Nine people were hurt, with one listed in critical condition, after a 38-foot Coast Guard vessel collided with a U.S. Navy vessel of approximately the same size off the coast of Alaska on Wednesday. The Coast Guard vessel had just completed a helicopter hoist training exercise in conjunction with a nearby Coast Guard Air Base. It collided with the Navy ship shortly after turning back for home.

The Navy ship involved in the crash has been characterized as a Naval Special Warfare combatant craft by Capt. Tamara Lawrence of the U.S. Navy Special Warfare Command. Navy SEALs are known to train in the region at various times of the year. But thus far, it remains unclear whether or not any SEAL units were present during the crash. It also appears that six of the injured made up the entirety of the Coast Guard crew.

A Coast Guard 38-foot Special Purpose Craft Training Boat (U.S. Coast Guard)

“An investigation is underway into the cause of the collision during routine training operations,” Lawrence said.

(Pointing data grounded in images)
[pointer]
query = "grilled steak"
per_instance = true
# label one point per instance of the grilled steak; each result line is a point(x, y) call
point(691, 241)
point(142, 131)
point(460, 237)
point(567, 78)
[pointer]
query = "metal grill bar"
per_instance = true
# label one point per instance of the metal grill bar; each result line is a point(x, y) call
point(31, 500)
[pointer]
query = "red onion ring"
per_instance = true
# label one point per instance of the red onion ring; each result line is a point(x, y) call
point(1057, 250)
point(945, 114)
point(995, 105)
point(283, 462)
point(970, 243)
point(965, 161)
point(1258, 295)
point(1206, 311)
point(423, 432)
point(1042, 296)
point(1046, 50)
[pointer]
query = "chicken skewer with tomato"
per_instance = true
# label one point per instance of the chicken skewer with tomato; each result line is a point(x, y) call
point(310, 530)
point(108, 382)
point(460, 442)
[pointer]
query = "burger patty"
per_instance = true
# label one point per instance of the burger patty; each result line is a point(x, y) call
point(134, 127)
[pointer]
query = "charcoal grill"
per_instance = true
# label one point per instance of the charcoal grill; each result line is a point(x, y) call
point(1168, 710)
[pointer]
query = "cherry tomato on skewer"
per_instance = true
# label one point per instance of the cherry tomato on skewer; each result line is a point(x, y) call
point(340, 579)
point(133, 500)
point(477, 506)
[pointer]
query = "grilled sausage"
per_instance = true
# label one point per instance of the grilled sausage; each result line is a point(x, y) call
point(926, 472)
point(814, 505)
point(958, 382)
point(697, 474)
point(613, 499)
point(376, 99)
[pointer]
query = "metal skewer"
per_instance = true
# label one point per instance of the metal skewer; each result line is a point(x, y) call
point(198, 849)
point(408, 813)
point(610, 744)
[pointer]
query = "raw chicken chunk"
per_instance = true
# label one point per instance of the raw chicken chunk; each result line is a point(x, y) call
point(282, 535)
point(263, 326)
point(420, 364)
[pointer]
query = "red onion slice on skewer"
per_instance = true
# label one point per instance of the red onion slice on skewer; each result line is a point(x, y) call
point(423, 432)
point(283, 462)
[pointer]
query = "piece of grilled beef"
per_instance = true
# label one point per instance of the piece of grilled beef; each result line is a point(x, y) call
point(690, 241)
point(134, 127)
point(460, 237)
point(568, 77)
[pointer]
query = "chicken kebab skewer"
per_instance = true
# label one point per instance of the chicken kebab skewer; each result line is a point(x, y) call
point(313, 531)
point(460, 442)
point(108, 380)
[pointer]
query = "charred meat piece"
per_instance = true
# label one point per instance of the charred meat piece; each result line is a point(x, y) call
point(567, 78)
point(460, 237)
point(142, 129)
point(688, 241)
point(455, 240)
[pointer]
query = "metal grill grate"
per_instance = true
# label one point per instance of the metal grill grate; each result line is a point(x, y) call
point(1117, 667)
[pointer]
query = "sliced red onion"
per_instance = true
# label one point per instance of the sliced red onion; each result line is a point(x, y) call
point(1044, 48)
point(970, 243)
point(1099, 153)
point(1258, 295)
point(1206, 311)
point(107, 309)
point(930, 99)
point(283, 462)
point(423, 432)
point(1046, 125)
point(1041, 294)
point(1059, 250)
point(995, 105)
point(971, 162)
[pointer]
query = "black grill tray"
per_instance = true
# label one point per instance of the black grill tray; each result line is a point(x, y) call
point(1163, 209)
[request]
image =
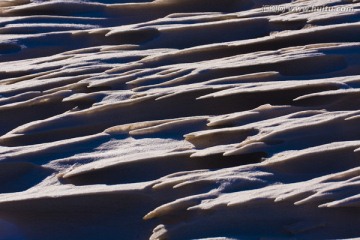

YOUR ASSIGNMENT
From the collision article, copy word for word the passage starting with "The Navy ship involved" and going on through "(U.S. Coast Guard)". Work from the collision article alone.

OUTPUT FOR THIS TASK
The Navy ship involved in the crash has been characterized as a Naval Special Warfare combatant craft by Capt. Tamara Lawrence of the U.S. Navy Special Warfare Command. Navy SEALs are known to train in the region at various times of the year. But thus far, it remains unclear whether or not any SEAL units were present during the crash. It also appears that six of the injured made up the entirety of the Coast Guard crew.

A Coast Guard 38-foot Special Purpose Craft Training Boat (U.S. Coast Guard)